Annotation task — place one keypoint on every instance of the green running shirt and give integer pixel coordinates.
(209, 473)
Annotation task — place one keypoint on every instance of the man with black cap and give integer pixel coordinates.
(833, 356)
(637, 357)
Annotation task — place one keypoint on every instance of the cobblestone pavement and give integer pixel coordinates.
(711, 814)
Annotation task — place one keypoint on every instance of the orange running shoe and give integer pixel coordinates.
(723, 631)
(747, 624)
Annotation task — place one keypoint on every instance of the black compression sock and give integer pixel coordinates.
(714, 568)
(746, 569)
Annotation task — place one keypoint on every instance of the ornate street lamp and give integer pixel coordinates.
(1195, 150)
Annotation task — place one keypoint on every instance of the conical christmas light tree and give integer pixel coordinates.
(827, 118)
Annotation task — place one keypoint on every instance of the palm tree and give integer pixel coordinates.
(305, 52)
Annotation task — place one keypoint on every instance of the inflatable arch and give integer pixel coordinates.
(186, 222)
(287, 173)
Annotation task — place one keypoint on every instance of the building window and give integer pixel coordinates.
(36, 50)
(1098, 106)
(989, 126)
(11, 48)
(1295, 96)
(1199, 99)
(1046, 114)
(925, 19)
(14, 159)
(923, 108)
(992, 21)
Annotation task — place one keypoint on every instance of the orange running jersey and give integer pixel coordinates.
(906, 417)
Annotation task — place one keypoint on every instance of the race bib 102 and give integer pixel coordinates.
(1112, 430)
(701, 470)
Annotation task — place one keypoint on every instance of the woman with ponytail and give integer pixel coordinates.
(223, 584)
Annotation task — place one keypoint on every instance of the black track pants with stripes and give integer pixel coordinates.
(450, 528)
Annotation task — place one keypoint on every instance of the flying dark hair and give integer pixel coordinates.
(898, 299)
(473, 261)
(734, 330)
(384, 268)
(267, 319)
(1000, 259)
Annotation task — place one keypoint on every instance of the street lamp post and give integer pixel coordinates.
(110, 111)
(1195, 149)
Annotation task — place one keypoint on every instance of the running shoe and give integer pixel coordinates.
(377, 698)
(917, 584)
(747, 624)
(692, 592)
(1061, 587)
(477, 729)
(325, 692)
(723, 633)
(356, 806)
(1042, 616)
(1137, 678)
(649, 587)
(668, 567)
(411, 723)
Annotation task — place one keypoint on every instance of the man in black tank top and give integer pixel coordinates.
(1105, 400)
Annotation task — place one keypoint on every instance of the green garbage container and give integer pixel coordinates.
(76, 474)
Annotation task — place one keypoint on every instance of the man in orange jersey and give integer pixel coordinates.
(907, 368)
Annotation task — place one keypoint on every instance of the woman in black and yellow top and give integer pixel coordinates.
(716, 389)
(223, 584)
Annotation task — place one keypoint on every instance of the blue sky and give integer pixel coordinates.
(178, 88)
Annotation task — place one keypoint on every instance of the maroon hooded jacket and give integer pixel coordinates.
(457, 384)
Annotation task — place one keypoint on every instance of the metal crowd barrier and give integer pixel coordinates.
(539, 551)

══════════

Copy every entry above word for word, keeping the original order.

Annotation task — place one keypoint on every instance of the green running shirt and give integer pixel coordinates.
(209, 473)
Annotation task — place one keypoint on every instance of the man with black cap and give integer pixel coordinates.
(833, 356)
(637, 357)
Annotation task — place one keypoint on every instance of the cobblestone pavement and give integer pixel coordinates.
(711, 814)
Annotation task — place one keypoint on every instance of the orange running shoe and give integer pixel coordinates.
(723, 631)
(747, 624)
Annotation task — place one keypoint on every instance of the black compression sock and give integer pixel coordinates.
(714, 568)
(746, 569)
Annotation task — place one keypoint on every instance of the ornate street lamp and give integer pixel coordinates.
(1195, 150)
Annotation task — place one keypoint on every instance of the conical christmas light tree and give integer pixel coordinates.
(827, 118)
Annotation task — place one keypoint on every instance of the palm tree and give integer pixel coordinates.
(305, 52)
Annotation task — place one keypoint on every instance of the inflatable arch and give integer pixel coordinates.
(186, 222)
(287, 173)
Annotation task — place one keypoint on every instance of the building window and give integer pixel coordinates.
(36, 50)
(1098, 106)
(989, 126)
(11, 48)
(1295, 96)
(1199, 99)
(1046, 114)
(925, 19)
(14, 159)
(923, 108)
(992, 21)
Annotation task — place one keypoint on every instance of the orange running jersey and give integer pixel coordinates.
(906, 417)
Annotation task — place one keypoint on every instance of the race bib 102 and give integer pixel coordinates.
(1112, 430)
(701, 470)
Annotation task — place one keypoint on every instance of the woman with ponytail and give integer pixel coordinates.
(223, 584)
Annotation task — place one keypoint on every instance of the black track pants with stripes and give integer pixel coordinates.
(450, 528)
Annotation task — place one keypoint on every instance of the flying dark hair and give integer pixel coordinates.
(898, 299)
(473, 261)
(734, 330)
(384, 268)
(267, 319)
(1000, 259)
Annotation task — place one keypoint on every instance of the street lamp post and give integer pixel coordinates.
(110, 111)
(1195, 149)
Annotation task — place one keypoint on every instance of the running shoe and give integer pixel coordinates.
(377, 698)
(917, 584)
(747, 624)
(692, 592)
(1061, 587)
(477, 729)
(325, 692)
(723, 633)
(356, 806)
(1042, 616)
(1137, 678)
(649, 587)
(668, 567)
(411, 723)
Annotation task — place one keypoint on every instance of the man in black tank top and give integer pixel coordinates.
(1105, 400)
Annotation task — place one keypoint on every instance of the green garbage container and give integer pixel coordinates.
(76, 474)
Annotation task — place one keypoint on every instance of the man in orange jersey and give integer pixel coordinates.
(907, 368)
Annotation task — place one keypoint on every instance of the woman in black and yellow top and give integer pixel coordinates.
(716, 389)
(223, 584)
Annotation task — place one keypoint on every instance of the blue sky and give integer pixel coordinates.
(178, 88)
Annotation task — place one keypoint on every instance of the maroon hooded jacket and give integer pixel coordinates.
(457, 384)
Annotation task — place one keypoint on every instance of the metal crowd barrier and give integer pixel coordinates.
(539, 551)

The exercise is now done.